In addition to its high level of difficulty, the Yaniro Power has other features that help it stand out from the crowd. For instance, it has a great texture and feel that makes it a joy to use. It is also very durable and easy to install, although it does take up more room on the wall than some of the other options. If you’re a strong climber who can take advantage of everything it brings to the table, however, this is a top-notch product.
6 Escape Climbing Unlimited
|Hold Types||Edges and slots|
Yet another high-quality wooden hangboard, the Escape Climbing Unlimited is versatile, easy to mount, and looks like a work of art. The handcrafted board is not only extremely good looking but is very durable too. In fact, it hardly looks like a hangboard at all, which allows it to fit in nicely in environments outside of the gym.
Best for beginner and intermediate climbers, the Unlimited seems fairly simple and—well—limited at first. But, its tapered design, along with its variety of edges and slots, give it a higher level of complexity than it would first seem. The varying depth of those slots do a good job of simulating real-world experiences too, allowing your training to seamlessly transfer to use on the crag.
7 Metolius Project
|Hold Types||Jugs, pockets, and slopers|
If you couldn’t tell by now, Metolius makes a broad range of hangboards that come in varying sizes, styles, and price points. The Project is another board from the company’s catalog that manages to deliver quite a lot of value. It also happens to be fairly beginner-friendly, thanks in part to its simple—but limited—design.
Because the Project is smaller than most other hangboards on the market, it is rather unobtrusive when hanging on the wall. But that compact size also means there is less space for additional holds. Metolius makes the most of the space that has, but there are other boards that provide more variety. Still, there is a nice set of grips to be had here, particularly for a product that comes in at under $60. That makes it a budget-friendly option for anyone looking for good, reliable training aid, without putting too much of a strain on their wallet.

Recorded information:
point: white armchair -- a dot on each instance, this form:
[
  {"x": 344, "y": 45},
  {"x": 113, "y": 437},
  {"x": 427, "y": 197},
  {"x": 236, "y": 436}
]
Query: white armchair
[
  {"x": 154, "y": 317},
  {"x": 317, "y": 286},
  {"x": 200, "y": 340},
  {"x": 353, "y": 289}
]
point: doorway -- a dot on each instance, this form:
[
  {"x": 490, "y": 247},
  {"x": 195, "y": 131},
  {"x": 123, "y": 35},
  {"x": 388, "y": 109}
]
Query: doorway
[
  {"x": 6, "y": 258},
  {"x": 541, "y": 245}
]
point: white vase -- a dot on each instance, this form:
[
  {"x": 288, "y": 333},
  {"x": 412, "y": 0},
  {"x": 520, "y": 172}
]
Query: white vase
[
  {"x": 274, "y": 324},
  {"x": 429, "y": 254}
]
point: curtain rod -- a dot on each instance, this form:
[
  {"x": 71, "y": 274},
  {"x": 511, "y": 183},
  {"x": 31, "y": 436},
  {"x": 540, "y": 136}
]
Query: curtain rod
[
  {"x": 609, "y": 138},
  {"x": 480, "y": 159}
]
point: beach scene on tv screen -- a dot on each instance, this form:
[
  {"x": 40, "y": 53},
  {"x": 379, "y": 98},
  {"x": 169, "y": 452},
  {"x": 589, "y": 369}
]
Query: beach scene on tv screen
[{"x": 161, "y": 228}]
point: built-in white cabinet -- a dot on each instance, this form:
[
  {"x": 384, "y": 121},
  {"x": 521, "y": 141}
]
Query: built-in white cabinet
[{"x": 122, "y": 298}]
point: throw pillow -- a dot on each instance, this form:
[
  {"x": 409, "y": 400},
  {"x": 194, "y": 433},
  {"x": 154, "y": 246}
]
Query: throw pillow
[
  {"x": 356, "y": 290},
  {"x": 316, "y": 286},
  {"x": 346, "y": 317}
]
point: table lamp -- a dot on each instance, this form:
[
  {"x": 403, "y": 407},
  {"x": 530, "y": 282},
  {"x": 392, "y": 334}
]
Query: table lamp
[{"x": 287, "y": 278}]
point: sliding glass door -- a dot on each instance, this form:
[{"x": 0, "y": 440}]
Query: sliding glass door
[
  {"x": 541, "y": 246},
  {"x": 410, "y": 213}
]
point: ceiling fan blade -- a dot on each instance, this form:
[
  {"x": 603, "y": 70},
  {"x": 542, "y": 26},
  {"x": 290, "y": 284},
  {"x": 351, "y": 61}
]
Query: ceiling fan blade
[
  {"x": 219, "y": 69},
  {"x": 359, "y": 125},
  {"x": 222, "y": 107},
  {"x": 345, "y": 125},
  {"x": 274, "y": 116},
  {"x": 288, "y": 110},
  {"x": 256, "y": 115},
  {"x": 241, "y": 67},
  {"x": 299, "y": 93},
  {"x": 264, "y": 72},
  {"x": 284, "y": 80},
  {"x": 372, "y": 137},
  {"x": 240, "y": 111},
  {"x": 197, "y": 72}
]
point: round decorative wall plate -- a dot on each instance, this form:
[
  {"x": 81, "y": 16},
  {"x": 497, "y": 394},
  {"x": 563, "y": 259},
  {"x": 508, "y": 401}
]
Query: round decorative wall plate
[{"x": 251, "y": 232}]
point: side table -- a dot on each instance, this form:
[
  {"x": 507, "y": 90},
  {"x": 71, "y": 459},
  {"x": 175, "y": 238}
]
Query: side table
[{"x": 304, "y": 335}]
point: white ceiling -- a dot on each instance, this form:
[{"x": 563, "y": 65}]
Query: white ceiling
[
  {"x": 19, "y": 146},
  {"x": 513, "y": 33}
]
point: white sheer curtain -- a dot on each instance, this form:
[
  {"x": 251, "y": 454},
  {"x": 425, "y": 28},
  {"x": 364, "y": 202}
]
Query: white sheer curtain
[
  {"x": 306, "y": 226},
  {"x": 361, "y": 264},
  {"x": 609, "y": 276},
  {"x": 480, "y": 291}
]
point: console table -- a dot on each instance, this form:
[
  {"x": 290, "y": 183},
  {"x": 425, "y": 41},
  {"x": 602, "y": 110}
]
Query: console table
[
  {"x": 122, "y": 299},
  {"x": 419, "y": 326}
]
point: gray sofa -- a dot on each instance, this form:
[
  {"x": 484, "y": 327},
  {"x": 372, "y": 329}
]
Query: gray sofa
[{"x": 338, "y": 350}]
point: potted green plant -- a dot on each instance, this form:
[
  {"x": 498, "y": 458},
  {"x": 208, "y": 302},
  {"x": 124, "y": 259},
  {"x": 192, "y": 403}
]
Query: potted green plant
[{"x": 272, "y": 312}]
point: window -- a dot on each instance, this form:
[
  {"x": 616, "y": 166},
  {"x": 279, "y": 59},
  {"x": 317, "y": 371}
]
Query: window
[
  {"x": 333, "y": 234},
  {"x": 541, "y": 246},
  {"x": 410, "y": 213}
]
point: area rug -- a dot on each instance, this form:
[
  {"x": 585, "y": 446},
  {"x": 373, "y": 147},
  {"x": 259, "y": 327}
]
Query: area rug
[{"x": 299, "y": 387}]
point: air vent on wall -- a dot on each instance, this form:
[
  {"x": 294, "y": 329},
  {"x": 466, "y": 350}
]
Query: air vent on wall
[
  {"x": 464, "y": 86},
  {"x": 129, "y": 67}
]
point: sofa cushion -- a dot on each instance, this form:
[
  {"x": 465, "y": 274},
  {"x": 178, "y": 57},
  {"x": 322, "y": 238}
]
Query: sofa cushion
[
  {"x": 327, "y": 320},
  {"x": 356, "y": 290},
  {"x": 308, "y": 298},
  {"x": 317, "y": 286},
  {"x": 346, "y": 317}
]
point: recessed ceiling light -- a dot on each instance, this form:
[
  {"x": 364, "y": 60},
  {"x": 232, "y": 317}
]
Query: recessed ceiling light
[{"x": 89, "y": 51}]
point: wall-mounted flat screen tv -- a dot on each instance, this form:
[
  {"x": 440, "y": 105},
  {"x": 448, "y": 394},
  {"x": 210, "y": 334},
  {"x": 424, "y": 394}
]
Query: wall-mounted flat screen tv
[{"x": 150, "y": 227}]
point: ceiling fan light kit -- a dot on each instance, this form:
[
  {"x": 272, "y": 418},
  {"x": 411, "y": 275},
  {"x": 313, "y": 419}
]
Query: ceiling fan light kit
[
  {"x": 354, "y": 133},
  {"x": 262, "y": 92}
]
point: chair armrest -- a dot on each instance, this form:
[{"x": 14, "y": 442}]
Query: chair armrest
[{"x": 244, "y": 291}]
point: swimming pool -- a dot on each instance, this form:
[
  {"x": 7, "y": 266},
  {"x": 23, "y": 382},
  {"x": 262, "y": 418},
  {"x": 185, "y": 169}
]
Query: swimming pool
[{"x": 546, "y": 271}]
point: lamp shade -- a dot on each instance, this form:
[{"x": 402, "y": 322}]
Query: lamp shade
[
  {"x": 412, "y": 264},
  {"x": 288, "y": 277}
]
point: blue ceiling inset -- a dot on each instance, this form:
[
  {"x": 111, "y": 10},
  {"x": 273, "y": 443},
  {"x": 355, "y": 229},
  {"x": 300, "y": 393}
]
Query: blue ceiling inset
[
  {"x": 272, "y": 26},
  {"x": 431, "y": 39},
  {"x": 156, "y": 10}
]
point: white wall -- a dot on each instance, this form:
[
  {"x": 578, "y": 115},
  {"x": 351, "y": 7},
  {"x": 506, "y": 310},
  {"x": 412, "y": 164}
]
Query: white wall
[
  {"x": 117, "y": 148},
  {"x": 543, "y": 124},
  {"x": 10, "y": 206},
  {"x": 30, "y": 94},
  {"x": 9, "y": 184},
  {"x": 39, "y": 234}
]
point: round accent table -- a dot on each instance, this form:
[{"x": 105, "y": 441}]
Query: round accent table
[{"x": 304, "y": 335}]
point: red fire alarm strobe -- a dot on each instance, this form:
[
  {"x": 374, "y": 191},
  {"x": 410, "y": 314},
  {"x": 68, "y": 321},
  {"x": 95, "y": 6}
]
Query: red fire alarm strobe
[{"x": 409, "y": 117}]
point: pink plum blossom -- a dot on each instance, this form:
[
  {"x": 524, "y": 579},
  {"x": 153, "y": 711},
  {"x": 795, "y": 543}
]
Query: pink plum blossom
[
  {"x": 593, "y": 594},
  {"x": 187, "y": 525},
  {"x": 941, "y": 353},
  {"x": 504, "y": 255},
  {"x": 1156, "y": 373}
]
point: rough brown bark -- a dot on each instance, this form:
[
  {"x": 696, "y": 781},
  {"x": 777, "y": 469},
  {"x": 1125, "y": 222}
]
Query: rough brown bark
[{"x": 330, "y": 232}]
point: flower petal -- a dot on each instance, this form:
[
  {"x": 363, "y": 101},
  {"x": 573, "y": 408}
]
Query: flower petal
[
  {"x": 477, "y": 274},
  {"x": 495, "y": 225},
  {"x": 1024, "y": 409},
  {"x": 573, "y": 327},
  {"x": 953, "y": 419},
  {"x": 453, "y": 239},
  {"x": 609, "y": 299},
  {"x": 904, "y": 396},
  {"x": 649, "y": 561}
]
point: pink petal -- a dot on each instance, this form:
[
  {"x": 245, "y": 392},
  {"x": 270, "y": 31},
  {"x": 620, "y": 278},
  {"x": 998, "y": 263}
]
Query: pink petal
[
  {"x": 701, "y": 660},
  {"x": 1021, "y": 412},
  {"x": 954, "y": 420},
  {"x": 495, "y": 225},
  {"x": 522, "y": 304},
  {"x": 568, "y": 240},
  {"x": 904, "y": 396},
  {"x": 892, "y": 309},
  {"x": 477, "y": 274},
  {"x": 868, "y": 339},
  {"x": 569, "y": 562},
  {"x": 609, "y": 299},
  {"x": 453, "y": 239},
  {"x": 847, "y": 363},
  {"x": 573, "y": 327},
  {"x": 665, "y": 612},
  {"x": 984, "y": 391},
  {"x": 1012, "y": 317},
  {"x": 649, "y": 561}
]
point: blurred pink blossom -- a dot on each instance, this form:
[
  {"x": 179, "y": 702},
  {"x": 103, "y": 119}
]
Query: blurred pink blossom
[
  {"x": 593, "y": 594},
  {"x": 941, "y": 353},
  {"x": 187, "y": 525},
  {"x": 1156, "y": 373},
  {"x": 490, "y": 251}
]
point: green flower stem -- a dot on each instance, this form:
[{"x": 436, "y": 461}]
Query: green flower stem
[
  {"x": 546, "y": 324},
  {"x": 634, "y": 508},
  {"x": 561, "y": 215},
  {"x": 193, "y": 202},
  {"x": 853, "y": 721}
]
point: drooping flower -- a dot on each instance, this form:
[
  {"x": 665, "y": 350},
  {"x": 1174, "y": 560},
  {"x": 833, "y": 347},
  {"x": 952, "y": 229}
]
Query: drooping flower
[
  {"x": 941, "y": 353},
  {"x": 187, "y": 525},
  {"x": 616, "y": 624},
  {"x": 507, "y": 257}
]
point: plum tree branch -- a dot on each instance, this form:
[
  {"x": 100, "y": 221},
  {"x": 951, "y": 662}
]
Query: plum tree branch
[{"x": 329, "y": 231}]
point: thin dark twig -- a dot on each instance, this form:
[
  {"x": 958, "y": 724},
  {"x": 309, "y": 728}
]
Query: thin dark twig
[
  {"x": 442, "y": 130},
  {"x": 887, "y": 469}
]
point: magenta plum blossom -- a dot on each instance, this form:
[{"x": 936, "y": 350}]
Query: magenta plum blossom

Problem set:
(1) In the hangboard review, which climbers is the Escape Climbing Unlimited best for?
(2) Continue the hangboard review from the point where it stops.

Responses for each task:
(1) Beginner and intermediate climbers.

(2)
8 Beastmaker 2000
|Hold Types||Jugs, pockets, and slopers|
One of the more full-featured wooden boards on the market, the Beastmaker 2000 lives up to its name. This is the kind of hangboard that a climber can grow and progress with, not only due to the wide variety and sizes of holds but the angles that those holds offer too. Working your way through all of those grips will take time and practice, but that helps this board to serve as a measuring stick of sorts, helping climbers to check their progress.
The Beastmaker’s design helps set it apart from the numerous plastic resin models, even if it isn’t quite as elegant as some of the other wooden boards. Instead, it chooses to focus on providing the best training experience possible, packing a lot of options into a relatively compact space. If you’re looking to take your climbing to the next level, this is a board that can help you achieve that goal.
9 Escape Climbing Beta
|Hold Types||edges and pockets|
The Escape Climbing Beta Board has been an institution in climbing gyms for years, and yet it remains one of the best hangboards on the market. Simple and well designed, it offers a limited, but still well-rounded, a number of holds to assist in building core climbing strength and better technique. So much so that a beginner could purchase this model and continue to find it effective even as they advance in skill level.
One of the things that set the Beta Board apart from the crowd is its dual-textured coating. Designed to provide a steady grip, without destroying your skin, this hangboard is easy to hold on to, without inflicting painful cuts, tears, and abrasions. It is so good in fact, that after using it a time or two, you’ll wonder why more boards don’t use a similar approach. It is a real game-changer for those who are frequently training at home or in the gym.
10 Yes4ll Rock Climbing Hangboard
|Hold Types||jugs, pockets, and slopers|
If you’re looking for a high-quality wood board at an affordable price, the Yes4All Hangboard certainly fits that description. Good looking and easy to install, this is a model that has something to offer both beginner and advanced climbers, with a wide variety of holds and edges to experiment with. That includes five individual sets of finger holds for building strength and endurance.
Despite the fact that this board looks like it is smooth and slick, each of the holds has been given a slight texture. This makes it surprisingly easy to hold onto during a workout, making it an effective tool for training. This is especially true since it offers many of the same features and functionality as more expensive boards at a fraction of the price.
The Hangboard FAQ
What is the difference between a hangboard and a fingerboard?
The term “hangboard” and “fingerboard” are both references to the same type of training tool and can be used interchangeably.
How often should I use a hangboard?
While hangboarding is a great method of training for climbers, it should be done in moderation. Most experts recommend doing no more than two or three hangboard workouts per week in order to avoid injury to the fingers and hands. It is also recommended that climbers take an entire week off on a regular basis too in order to avoid the onset of osteoarthritis, a condition that results in the degeneration of cartilage. In other words, these finger exercises are good, provided you’re not overdoing it.
How do you install a hangboard?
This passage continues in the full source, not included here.